What is expected:
Please pull out every line in the entries below that contains the word "pillar" and copy each line unchanged. Case counts when matching.

───── Material shown ─────

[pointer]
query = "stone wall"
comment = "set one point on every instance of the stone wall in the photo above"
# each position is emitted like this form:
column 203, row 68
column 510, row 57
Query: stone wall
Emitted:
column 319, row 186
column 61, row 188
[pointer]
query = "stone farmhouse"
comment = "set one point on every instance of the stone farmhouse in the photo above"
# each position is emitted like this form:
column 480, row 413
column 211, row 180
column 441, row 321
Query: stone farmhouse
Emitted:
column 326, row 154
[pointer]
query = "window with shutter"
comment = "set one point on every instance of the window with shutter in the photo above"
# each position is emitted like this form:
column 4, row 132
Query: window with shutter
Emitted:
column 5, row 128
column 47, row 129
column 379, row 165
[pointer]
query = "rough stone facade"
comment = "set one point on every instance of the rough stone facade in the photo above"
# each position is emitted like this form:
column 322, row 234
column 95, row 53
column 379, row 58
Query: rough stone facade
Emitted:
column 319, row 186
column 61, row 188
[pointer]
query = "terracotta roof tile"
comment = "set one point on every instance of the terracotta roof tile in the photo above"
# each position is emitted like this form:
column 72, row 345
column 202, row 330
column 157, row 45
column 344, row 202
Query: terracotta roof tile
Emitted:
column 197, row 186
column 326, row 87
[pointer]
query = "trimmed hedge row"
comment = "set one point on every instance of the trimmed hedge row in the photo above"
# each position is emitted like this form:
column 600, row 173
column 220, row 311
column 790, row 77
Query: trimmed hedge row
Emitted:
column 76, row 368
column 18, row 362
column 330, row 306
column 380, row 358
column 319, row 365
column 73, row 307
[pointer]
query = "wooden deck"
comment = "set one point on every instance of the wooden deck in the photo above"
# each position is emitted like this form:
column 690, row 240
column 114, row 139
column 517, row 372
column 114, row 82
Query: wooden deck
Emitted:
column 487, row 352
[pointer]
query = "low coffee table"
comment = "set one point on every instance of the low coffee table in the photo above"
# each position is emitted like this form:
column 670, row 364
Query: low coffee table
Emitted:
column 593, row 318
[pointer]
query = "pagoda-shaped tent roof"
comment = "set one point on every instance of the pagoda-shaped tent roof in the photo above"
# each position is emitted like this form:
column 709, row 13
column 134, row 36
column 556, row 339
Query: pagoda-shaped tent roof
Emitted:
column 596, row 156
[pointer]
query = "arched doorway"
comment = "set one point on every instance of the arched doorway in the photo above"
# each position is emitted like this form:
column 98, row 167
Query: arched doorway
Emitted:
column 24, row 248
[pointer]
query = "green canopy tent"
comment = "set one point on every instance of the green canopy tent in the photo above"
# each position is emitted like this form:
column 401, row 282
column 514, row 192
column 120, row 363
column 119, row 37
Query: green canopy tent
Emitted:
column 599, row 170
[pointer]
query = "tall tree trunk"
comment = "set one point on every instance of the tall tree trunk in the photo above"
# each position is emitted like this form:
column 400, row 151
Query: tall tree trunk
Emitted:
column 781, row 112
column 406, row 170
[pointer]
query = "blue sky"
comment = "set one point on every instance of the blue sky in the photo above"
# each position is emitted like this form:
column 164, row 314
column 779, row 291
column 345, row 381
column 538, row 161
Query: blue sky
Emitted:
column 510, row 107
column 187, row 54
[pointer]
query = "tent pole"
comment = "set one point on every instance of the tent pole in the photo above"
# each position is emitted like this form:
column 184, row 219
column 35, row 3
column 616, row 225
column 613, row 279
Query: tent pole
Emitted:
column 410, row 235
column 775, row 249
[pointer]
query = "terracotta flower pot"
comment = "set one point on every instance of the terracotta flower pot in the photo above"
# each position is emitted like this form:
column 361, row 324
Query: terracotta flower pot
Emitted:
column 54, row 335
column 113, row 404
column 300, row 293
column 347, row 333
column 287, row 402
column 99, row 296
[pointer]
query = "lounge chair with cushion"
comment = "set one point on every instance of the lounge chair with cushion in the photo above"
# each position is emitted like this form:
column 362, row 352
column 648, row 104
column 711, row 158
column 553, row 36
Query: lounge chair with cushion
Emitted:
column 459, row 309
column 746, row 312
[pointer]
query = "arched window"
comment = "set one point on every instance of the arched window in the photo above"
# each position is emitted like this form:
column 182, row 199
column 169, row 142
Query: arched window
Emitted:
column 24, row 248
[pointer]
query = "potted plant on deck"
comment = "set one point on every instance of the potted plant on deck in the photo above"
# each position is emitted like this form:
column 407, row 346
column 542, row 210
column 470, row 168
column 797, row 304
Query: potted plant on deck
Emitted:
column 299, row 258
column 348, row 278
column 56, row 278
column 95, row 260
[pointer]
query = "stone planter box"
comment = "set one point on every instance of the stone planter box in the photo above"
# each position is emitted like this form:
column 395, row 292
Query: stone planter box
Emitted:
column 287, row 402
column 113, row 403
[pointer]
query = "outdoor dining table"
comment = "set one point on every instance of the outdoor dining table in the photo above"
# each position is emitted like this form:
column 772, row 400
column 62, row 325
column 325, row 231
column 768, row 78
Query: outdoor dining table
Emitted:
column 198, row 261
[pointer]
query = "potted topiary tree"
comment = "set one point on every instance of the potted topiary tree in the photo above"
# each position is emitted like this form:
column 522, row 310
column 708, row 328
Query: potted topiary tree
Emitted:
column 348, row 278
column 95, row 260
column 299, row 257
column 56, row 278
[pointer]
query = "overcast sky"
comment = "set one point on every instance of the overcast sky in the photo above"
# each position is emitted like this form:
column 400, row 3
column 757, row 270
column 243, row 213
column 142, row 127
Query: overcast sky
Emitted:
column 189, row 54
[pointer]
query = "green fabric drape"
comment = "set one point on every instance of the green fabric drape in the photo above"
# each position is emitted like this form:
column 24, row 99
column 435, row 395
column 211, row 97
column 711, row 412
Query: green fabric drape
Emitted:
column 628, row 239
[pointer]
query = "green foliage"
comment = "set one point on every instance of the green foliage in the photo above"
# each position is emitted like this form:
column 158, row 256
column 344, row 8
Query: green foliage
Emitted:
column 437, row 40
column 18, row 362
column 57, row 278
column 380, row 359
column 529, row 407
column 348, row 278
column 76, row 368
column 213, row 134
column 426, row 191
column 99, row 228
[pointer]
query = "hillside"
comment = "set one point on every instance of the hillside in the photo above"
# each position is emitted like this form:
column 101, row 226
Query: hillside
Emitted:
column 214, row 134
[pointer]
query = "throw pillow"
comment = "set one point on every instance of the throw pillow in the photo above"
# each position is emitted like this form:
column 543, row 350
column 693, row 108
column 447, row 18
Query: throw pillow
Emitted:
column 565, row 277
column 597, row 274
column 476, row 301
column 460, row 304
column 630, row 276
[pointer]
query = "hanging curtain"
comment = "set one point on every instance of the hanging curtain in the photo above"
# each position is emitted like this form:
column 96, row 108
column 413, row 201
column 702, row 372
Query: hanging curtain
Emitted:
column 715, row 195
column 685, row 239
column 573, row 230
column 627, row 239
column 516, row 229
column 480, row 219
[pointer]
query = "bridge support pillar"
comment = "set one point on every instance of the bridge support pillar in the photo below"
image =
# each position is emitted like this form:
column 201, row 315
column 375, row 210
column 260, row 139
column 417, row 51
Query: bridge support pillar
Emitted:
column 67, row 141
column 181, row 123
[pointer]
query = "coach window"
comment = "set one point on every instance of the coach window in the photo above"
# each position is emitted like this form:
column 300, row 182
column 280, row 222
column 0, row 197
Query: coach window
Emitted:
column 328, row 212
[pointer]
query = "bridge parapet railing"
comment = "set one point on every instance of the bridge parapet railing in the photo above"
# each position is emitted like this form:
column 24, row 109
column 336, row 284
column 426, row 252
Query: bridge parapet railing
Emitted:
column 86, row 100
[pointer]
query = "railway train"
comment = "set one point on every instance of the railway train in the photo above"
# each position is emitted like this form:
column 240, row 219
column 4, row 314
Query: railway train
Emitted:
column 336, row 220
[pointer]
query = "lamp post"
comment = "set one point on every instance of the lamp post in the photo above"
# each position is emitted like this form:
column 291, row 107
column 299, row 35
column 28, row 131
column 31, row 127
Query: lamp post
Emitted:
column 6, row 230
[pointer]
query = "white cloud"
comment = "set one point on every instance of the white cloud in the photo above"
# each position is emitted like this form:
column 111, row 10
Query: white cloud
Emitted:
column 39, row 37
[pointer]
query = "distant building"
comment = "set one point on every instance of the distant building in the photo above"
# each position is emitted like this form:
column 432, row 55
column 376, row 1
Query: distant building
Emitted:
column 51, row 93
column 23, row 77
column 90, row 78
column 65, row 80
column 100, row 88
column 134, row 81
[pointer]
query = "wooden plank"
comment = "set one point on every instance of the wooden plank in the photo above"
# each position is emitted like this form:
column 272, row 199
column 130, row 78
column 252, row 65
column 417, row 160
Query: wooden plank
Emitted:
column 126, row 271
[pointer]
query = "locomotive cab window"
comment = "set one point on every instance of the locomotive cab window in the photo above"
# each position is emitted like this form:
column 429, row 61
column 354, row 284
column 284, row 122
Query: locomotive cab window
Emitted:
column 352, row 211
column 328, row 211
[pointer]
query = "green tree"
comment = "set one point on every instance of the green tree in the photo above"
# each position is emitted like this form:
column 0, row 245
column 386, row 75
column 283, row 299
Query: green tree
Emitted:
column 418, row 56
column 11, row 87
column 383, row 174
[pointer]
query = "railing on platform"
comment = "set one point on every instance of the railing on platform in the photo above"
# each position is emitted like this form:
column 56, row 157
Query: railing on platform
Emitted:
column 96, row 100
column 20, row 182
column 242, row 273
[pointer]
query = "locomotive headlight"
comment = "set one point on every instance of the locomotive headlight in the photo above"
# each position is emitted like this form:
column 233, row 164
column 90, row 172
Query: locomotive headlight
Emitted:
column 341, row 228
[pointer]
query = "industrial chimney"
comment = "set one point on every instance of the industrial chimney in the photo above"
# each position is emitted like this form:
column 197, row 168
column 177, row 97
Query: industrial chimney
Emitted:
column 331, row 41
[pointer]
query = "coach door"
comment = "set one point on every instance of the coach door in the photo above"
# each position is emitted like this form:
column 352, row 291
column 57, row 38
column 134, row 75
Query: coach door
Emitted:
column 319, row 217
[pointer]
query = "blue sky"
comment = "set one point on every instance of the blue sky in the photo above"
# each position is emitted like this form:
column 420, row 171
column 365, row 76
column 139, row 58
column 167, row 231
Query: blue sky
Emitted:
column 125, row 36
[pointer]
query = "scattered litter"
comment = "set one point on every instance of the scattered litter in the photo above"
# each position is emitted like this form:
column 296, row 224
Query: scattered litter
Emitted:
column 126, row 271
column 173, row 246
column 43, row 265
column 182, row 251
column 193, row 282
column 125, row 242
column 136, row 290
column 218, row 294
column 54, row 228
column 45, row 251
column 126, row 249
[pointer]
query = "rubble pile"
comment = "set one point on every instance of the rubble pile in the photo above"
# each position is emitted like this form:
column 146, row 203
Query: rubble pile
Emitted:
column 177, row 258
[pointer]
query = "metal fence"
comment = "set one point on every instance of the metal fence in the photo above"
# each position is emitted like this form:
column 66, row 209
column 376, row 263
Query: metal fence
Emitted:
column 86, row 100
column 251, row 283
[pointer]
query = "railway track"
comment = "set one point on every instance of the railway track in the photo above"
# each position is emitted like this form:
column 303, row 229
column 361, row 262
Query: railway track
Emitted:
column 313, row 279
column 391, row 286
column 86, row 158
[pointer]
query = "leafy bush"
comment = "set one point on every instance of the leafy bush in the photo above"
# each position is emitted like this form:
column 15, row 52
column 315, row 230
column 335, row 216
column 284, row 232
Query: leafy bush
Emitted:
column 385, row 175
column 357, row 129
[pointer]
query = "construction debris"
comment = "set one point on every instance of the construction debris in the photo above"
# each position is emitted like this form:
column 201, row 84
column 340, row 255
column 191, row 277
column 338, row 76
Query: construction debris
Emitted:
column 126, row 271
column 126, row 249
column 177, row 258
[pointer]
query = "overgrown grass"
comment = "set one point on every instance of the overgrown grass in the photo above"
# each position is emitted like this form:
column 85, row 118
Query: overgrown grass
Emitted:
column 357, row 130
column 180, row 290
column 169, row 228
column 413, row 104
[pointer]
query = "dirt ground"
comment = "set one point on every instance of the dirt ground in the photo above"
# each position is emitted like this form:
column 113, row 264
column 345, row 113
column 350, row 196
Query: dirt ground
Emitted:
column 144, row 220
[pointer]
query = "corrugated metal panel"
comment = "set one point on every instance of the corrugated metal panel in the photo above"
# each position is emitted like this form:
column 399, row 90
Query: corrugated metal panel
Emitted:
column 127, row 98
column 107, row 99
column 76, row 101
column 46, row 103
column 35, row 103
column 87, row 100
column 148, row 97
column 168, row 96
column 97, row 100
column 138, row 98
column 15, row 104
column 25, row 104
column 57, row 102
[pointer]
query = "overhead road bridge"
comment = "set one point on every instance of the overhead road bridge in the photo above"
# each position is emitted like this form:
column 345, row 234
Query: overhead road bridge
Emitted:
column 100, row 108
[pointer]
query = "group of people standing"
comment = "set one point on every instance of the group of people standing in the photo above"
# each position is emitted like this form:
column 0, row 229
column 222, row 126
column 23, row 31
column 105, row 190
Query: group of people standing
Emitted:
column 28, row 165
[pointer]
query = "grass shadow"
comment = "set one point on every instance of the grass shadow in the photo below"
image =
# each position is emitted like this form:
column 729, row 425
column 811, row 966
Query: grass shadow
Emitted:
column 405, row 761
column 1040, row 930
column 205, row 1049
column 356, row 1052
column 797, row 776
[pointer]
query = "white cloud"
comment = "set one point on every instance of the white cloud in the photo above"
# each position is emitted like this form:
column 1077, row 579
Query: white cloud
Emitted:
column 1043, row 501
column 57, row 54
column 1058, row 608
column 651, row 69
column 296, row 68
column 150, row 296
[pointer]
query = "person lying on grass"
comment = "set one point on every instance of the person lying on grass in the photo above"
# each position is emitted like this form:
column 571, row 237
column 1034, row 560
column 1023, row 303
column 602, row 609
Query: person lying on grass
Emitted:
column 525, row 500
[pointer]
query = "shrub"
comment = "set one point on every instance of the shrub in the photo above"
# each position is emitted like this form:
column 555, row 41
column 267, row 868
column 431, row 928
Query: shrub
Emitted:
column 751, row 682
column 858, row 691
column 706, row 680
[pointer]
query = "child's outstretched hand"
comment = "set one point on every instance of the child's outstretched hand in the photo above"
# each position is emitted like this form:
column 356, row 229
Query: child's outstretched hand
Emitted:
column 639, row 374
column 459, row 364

─────

In response:
query = "bridge support pillar"
comment = "set one point on every instance of the bridge support pillar in the photo below"
Query: bridge support pillar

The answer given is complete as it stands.